** start **

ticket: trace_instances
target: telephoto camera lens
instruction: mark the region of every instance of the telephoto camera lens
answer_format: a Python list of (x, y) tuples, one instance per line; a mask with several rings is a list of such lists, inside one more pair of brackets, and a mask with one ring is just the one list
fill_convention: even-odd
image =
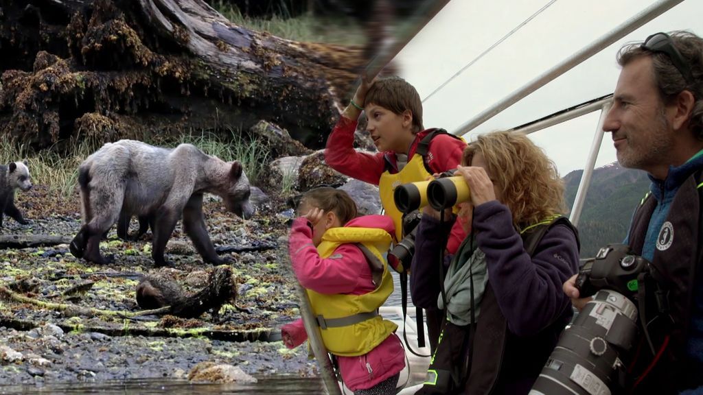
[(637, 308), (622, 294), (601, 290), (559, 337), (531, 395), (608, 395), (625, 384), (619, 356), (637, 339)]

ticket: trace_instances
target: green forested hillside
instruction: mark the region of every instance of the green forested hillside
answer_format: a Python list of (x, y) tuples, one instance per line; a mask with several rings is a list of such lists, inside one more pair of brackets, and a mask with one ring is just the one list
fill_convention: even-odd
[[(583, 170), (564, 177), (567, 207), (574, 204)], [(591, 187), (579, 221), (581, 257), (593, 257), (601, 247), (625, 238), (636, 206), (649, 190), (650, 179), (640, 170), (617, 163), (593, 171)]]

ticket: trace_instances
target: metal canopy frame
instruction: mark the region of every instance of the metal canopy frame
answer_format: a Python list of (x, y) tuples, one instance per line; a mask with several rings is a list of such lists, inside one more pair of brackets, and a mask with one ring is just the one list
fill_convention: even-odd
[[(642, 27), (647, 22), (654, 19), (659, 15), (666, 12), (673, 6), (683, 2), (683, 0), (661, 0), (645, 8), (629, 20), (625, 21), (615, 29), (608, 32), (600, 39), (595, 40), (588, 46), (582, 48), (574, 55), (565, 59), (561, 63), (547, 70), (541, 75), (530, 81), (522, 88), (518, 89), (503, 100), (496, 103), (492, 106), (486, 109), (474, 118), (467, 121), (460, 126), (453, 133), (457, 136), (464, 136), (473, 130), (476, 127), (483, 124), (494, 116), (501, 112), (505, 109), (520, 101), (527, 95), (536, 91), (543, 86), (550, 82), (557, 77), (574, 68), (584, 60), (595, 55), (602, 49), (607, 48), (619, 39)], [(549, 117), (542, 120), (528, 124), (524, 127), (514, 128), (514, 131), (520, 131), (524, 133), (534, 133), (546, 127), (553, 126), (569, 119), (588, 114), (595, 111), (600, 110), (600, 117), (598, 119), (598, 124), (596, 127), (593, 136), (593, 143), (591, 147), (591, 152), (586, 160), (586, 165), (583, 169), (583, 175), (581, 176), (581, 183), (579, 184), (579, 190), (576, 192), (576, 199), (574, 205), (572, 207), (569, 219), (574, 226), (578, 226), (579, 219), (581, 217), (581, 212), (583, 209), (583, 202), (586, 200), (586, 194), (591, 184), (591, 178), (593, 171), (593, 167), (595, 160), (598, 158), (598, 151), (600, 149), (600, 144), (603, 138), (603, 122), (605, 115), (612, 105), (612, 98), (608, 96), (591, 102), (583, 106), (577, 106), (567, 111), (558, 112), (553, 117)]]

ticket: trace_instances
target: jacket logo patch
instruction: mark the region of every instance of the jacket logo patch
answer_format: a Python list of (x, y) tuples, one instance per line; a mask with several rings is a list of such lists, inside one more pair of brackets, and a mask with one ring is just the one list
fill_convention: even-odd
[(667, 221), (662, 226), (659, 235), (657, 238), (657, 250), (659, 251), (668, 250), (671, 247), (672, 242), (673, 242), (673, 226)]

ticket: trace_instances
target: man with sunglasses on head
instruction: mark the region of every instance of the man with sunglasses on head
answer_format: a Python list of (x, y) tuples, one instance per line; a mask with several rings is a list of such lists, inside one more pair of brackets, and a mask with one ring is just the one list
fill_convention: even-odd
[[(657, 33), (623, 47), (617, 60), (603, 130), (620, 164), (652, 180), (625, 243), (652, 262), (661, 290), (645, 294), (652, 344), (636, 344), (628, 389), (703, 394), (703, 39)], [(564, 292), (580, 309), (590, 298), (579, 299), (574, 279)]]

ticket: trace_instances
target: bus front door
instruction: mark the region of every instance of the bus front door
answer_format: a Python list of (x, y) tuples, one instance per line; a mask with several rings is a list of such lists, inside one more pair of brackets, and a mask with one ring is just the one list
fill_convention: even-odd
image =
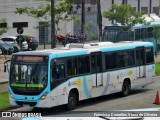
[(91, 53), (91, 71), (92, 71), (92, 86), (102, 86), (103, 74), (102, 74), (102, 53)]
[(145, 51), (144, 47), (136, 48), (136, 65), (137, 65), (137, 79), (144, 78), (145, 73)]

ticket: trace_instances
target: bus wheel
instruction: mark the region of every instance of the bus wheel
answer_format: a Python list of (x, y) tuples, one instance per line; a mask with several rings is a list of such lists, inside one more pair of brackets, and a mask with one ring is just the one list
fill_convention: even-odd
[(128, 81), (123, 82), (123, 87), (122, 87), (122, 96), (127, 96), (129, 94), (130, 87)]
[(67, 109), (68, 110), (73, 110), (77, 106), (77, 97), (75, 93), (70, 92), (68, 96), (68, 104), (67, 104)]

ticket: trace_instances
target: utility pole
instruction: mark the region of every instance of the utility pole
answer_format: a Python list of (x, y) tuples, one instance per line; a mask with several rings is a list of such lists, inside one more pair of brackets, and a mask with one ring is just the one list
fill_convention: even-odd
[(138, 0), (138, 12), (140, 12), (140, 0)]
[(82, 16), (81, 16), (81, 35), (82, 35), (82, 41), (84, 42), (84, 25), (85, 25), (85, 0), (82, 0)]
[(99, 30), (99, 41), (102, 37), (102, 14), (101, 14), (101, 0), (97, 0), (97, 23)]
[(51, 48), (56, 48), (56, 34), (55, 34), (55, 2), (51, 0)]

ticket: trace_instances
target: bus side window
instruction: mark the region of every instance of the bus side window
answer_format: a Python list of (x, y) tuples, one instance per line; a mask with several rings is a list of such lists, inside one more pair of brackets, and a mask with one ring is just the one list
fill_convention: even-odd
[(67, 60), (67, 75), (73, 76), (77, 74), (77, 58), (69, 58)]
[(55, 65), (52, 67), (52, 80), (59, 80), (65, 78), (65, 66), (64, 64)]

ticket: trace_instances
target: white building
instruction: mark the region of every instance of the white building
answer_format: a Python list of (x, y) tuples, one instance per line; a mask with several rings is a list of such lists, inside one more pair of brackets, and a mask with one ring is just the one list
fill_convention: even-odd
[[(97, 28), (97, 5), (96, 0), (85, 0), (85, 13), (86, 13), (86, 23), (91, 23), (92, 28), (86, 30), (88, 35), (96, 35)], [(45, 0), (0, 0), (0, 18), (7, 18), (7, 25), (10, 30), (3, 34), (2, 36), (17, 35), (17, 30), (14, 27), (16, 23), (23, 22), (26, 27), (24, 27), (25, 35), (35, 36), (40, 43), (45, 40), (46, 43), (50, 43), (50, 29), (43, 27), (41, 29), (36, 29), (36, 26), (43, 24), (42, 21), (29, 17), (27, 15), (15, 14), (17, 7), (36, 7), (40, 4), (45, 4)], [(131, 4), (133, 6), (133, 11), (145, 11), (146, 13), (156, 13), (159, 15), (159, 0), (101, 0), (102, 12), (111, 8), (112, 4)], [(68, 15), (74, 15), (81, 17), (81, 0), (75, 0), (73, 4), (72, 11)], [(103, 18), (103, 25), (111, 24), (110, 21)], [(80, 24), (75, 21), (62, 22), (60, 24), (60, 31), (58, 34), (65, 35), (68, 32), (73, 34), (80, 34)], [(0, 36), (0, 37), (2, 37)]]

** end **
** start **

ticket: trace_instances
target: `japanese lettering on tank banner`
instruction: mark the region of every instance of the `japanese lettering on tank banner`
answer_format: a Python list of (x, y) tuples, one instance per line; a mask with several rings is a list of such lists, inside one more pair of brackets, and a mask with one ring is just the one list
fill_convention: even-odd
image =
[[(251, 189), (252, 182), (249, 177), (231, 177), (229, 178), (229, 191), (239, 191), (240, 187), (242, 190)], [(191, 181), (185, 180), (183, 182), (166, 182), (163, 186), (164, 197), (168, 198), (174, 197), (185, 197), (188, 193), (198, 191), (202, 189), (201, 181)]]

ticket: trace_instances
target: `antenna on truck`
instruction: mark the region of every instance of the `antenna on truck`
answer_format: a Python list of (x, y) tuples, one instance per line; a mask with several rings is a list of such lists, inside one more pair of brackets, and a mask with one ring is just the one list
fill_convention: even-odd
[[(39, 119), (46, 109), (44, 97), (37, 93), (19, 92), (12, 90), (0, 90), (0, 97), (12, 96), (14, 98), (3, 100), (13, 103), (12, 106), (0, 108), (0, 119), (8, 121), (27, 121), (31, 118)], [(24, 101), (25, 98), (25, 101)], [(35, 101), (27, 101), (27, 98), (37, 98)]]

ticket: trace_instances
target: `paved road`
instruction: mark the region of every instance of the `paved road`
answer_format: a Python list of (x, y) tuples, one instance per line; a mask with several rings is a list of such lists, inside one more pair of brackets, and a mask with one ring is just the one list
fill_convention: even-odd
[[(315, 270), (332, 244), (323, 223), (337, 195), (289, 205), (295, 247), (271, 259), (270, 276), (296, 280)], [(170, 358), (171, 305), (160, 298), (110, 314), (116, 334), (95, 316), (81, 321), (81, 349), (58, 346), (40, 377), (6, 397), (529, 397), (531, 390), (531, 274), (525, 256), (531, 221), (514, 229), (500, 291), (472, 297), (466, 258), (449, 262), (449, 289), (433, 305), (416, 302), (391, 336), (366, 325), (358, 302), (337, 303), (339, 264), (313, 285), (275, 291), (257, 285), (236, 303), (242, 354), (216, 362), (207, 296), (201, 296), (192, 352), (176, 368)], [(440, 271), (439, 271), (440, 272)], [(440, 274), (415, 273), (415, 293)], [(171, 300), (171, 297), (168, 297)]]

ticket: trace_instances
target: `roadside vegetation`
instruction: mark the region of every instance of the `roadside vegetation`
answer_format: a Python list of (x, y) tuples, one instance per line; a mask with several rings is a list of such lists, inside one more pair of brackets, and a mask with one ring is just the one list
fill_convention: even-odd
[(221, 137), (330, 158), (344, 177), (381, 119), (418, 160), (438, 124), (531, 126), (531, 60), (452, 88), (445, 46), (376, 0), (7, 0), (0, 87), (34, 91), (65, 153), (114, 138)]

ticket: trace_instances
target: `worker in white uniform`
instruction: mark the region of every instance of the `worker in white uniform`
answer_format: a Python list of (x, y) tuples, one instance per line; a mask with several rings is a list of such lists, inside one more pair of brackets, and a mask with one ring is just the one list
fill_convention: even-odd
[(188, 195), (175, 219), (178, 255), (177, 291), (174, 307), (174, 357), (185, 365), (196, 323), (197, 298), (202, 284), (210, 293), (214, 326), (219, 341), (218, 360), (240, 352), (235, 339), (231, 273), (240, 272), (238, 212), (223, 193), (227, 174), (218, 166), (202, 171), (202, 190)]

** end **

» INSTRUCTION
From the entries above, pull out each line that contains the string "front".

» OUTPUT OF THE EXERCISE
target: bus front door
instruction: mark the region of every instance of the bus front door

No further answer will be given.